● ЗАДАНИЯ
1) Перечислите всё, чего, согласно статье о норманнском завоевании, было лишено племя побежденных.
2) Пожалуйста, продолжите статью о норманнском завоевании, начав сразу после ее последнего предложения.

● СТАТЬЯ
Во многих странах высшие и низшие классы общества, неприязненно взирающие теперь друг на друга или борющиеся за политические идеи, суть не что иное, как потомки победителей и побежденных. Таким образом, меч завоевателей, изменивший некогда наружный вид европейских обществ и распределение населения Европы, оставил надолго следы свои в каждом народе, происшедшем от слияния нескольких племен. Племя завоевателей, перестав быть отдельным народом, сделалось привилегированным классом общества, оно составило воинственное дворянство, которое, пополняясь постоянно толпами беспокойных честолюбцев и искателей приключений, властвовало над массой мирного и трудолюбивого населения во все время, пока держалось военное правление победителей. Племя побежденных, лишенное поземельной собственности, участия в правлении и свободы, жившее не оружием, а трудом, не в укрепленных замках, а в городах, составило отдельное общество, обок с военной ассоциацией победителей. Впоследствии времени это племя, сохранив в стенах своих городов остатки римской цивилизации и положив с помощью этих остатков начало нового образования, поднялось и усилилось по мере ослабления феодальной организации дворянства, происшедшего от победителей.

. . . . . . . . . . . . . . . . . . . . . . . . . . . . . . . .

. . . . . . . . . . . . . . . . . . . . . . . . . . . . . . . .

Я имею намерение изобразить во всей подробности борьбу национальностей, последовавшую за завоеванием Англии норманнами, вышедшими из Галлии, проследить все указываемые историею неприязненные отношения двух народов, насильно соединенных друг с другом на одной территории, рассказать их продолжительные войны и историю их взаимного упорства к слиянию, окончившуюся образованием у них одного языка, одинаких нравов и общего законодательства от постепенного сближения и смешения племен, нравов, потребностей и языков.

. . . . . . . . . . . . . . . . . . . . . . . . . . . . . . . .

. . . . . . . . . . . . . . . . . . . . . . . . . . . . . . . .

Я должен был войти здесь в некоторые предварительные объяснения для того, чтоб читателям не показалась странною, история завоевания или, лучше сказать, история многих завоеваний, изложенная по методе, диаметрально противоположной обыкновенному способу изложения истории. Все историки, следуя методе, которая кажется им естественною, обыкновенно нисходят от победителей к побежденным, они охотнее переносятся в тот лагерь, где торжествует завоеватель, чем в тот, где бедствует побежденный, и видят конец завоевания в том, что победитель провозглашает себя властелином, закрывая, подобно ему самому, глаза на последующие восстания покоренного народа и всякого рода сопротивления, с которыми борется его политика. Так для историков, писавших до нашего времени историю Англии, саксонцы как будто бы исчезают в этой стране тотчас после Гастингской битвы и коронования Вильгельма Незаконнорожденного, гениальный романист первый открыл английскому народу, что предки его не в один день побеждены были в одиннадцатом веке (‘Hist de la conq de l’Angl‘. Introduction {‘История завоевания Англии’. Введение (фр.).Ред.}).

[Фрагменты набора данных для разметки точками]
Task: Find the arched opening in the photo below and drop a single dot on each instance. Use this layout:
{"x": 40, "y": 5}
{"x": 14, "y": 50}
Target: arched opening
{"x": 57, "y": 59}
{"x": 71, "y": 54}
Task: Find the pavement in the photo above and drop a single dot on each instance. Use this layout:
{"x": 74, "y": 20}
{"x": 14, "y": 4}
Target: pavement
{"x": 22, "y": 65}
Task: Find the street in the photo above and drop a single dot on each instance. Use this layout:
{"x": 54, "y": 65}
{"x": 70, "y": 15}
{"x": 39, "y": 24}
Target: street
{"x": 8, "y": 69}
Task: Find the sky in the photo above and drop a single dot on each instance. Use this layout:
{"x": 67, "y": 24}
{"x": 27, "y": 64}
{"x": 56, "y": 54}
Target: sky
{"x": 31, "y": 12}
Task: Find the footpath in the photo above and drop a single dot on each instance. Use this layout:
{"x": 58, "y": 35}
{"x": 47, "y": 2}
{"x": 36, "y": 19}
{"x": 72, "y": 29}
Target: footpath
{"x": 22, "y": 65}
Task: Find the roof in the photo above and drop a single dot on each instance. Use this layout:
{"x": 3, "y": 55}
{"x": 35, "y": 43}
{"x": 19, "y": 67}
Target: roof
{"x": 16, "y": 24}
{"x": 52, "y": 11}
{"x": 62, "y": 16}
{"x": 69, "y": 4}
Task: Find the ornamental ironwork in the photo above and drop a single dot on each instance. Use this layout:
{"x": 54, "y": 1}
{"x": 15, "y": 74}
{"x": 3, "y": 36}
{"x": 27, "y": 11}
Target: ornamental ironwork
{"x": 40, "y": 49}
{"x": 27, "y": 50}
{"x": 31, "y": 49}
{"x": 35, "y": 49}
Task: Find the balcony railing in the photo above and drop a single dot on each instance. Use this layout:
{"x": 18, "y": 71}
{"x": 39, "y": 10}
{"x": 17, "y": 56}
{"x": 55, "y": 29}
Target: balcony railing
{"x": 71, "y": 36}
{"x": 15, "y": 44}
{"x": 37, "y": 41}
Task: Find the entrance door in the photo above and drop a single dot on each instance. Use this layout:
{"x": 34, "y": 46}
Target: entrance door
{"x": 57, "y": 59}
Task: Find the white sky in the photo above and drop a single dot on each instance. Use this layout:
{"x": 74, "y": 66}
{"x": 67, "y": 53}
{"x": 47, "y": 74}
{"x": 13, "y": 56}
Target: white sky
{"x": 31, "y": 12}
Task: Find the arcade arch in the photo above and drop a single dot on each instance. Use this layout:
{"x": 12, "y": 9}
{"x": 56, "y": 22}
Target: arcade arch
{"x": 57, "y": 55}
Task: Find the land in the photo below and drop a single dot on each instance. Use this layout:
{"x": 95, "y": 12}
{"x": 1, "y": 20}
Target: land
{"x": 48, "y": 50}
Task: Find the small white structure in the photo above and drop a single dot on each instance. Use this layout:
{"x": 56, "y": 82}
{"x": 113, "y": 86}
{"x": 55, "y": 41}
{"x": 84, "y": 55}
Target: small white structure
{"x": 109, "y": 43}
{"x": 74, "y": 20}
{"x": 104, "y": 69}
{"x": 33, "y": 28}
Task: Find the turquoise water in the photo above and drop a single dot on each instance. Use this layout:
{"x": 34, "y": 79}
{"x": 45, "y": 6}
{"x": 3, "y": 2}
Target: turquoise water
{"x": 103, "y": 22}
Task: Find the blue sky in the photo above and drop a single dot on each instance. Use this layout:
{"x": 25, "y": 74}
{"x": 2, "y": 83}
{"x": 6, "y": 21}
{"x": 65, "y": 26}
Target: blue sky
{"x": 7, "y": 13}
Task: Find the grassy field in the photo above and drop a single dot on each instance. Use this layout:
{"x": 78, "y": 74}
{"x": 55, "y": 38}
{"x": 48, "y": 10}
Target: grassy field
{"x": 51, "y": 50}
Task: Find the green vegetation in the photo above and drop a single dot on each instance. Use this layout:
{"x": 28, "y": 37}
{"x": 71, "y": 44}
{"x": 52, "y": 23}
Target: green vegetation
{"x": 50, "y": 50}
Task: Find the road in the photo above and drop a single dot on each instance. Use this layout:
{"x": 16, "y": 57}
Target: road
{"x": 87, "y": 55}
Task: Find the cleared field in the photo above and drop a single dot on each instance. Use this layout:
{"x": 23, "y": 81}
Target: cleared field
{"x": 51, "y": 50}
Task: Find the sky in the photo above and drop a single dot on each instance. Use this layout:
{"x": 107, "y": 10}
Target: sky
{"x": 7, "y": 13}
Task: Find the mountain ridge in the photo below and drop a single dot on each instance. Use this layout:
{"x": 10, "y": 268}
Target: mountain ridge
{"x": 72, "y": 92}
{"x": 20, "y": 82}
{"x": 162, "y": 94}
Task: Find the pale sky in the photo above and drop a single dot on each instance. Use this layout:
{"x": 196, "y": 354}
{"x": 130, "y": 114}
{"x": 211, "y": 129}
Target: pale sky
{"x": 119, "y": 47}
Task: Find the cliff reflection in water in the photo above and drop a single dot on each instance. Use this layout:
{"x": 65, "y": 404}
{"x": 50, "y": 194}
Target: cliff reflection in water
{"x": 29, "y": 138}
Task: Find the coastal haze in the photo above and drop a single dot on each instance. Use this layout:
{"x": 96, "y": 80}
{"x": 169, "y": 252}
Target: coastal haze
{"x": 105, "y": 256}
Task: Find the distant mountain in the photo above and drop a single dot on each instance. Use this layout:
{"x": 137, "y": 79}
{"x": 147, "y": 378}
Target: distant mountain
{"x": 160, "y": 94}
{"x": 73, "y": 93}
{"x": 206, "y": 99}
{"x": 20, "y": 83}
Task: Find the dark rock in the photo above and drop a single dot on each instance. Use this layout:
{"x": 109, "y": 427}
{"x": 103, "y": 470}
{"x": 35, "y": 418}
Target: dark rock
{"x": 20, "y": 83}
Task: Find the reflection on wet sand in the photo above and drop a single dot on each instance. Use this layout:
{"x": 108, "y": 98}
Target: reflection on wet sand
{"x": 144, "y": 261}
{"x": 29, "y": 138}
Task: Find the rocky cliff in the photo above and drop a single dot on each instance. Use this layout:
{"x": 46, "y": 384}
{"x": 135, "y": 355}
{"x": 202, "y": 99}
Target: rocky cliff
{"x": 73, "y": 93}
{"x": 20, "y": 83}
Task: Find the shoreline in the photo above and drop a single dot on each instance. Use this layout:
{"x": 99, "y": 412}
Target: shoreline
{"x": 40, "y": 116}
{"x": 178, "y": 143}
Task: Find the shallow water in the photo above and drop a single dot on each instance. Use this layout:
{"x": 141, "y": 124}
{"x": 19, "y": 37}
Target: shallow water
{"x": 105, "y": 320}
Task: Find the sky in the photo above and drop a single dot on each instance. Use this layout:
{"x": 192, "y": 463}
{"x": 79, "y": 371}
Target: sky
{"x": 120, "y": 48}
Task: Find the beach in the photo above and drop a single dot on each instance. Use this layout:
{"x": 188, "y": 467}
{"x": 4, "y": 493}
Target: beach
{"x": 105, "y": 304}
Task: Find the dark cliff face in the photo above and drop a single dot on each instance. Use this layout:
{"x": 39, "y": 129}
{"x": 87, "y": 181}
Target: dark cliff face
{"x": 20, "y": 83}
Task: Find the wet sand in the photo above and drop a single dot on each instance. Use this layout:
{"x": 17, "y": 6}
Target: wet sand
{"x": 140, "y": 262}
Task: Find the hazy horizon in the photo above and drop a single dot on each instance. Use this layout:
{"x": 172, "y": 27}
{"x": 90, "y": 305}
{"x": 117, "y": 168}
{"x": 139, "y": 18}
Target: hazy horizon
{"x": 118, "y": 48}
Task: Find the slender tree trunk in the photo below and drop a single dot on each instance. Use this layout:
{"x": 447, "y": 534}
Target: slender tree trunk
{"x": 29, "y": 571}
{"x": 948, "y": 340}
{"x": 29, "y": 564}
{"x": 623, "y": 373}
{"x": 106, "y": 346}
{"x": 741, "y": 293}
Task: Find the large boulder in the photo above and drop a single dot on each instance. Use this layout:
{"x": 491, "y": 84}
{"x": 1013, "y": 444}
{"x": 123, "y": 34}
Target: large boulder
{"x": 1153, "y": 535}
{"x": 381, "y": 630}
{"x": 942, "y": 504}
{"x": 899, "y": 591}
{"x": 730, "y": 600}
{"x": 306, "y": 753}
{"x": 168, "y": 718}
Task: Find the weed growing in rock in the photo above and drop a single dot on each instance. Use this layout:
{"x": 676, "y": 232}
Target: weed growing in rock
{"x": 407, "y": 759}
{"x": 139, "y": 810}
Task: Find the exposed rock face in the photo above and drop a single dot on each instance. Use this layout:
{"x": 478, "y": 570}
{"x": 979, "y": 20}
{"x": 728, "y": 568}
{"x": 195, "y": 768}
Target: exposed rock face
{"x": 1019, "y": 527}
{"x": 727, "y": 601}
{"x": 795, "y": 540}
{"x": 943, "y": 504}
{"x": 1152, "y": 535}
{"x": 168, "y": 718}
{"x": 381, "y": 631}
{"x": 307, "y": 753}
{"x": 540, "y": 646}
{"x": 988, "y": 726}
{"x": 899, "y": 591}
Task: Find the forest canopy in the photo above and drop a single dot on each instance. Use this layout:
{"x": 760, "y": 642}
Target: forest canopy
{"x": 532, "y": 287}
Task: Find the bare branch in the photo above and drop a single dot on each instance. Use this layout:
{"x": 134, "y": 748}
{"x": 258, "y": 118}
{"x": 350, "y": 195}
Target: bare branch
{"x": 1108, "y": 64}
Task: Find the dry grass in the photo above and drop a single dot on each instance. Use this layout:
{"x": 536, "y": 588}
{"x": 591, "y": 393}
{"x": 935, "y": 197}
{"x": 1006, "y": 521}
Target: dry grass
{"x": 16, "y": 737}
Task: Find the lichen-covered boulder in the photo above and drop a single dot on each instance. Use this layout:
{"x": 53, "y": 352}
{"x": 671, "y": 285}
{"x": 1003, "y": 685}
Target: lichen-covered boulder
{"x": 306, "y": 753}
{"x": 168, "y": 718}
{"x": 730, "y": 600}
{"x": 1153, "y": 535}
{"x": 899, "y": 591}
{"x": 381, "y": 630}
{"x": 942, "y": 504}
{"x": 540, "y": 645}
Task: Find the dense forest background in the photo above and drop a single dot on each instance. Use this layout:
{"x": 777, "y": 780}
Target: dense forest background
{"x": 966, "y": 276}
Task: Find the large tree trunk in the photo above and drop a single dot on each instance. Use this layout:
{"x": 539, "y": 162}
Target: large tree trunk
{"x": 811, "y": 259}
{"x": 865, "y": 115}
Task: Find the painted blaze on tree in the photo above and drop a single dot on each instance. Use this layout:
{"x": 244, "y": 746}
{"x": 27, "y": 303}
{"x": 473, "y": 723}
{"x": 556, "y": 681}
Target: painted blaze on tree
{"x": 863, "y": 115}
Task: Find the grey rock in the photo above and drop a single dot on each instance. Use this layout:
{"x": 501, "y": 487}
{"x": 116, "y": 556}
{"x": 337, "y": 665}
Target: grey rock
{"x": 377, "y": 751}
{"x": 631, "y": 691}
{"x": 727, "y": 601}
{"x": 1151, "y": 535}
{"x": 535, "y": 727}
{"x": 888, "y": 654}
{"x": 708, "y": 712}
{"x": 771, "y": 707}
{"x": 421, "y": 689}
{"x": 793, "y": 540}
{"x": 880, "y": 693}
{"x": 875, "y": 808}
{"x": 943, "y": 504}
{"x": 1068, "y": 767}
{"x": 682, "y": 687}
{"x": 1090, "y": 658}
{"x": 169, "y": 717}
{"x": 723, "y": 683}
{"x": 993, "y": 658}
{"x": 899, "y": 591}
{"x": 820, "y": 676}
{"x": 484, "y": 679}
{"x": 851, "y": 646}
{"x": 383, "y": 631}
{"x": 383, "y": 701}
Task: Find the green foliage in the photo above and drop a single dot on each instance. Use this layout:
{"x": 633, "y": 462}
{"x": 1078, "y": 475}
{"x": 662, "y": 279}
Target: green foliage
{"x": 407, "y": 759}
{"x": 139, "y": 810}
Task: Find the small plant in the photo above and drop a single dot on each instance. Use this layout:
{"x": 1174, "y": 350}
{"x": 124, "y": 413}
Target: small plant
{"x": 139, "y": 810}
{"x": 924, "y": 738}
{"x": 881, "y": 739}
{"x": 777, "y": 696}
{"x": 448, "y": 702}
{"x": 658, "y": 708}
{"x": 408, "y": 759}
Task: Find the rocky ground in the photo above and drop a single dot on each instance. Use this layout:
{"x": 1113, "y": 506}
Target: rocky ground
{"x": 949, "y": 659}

● ОТВЕТЫ
1) Поземельная собственность, участие в правлении, свобода.

2)
Кстати, приведем здесь несколько строк из другого сочинения того же писателя — ‘Dix ans d’tudes historiques’ {‘Десять лет исторических исследований’ (фр.).Ред.}. В предисловии к этому сочинению автор рассказывает историю своих исторических изысканий, останавливаясь с особенною подробностью на ‘Истории завоевания Англии норманнами’. Вот что говорит он о влиянии на его исторические труды романов В. Скотта:
В истории Шотландии также обратила на себя мое внимание… вечная вражда горцев и жителей долин, вражда, так живо и так оригинально одраматизированная во многих романах В. Скотта. Я питал к этому великому писателю глубокое, благоговейное уважение, которое тем более усиливалось, чем более сравнивал я его великое понимание прошедшего с мелочной и тусклой эрудицией знаменитейших новейших историков. Великое его создание ‘Айвенго’ было встречено мною с величайшим энтузиазмом. В этом романе Вальтер Скотт бросил орлиный взгляд на эпоху, на изучение которой в продолжение трех лет устремлены были все усилия моей мысли. С свойственной ему смелостью исполнения, он противопоставил на английской почве норманнов и саксонцев, победителей и побежденных, еще трепещущих друг перед другом сто двадцать лет спустя по завоевании. Он художественно воспроизвел сцену той самой драмы, над изображением которой трудился я с терпением историка. Общий характер эпохи, в которую перенес он завязку своего вымысла и своих действующих лиц, политическое состояние страны, нравы эпохи и тогдашние отношения различных классов народонаселения, одним словом — вся действительность, положенная в основание ‘Айвенго’, совершенно согласовались с линиями плана, рисовавшегося тогда в уме моем. Признаюсь, что посреди сомнений, неразлучных с исполнением всякого добросовестного труда, моя ревность и уверенность удвоились, когда любимые мои взгляды получили хотя и косвенное освещение человека, на которого я смотрю как на величайшего гения в области исторического прозрения (divination historique) (‘Dix ans d’tudes historiques’. Prface {‘Десять лет исторических исследований’. Предисловие (фр.).Ред.}).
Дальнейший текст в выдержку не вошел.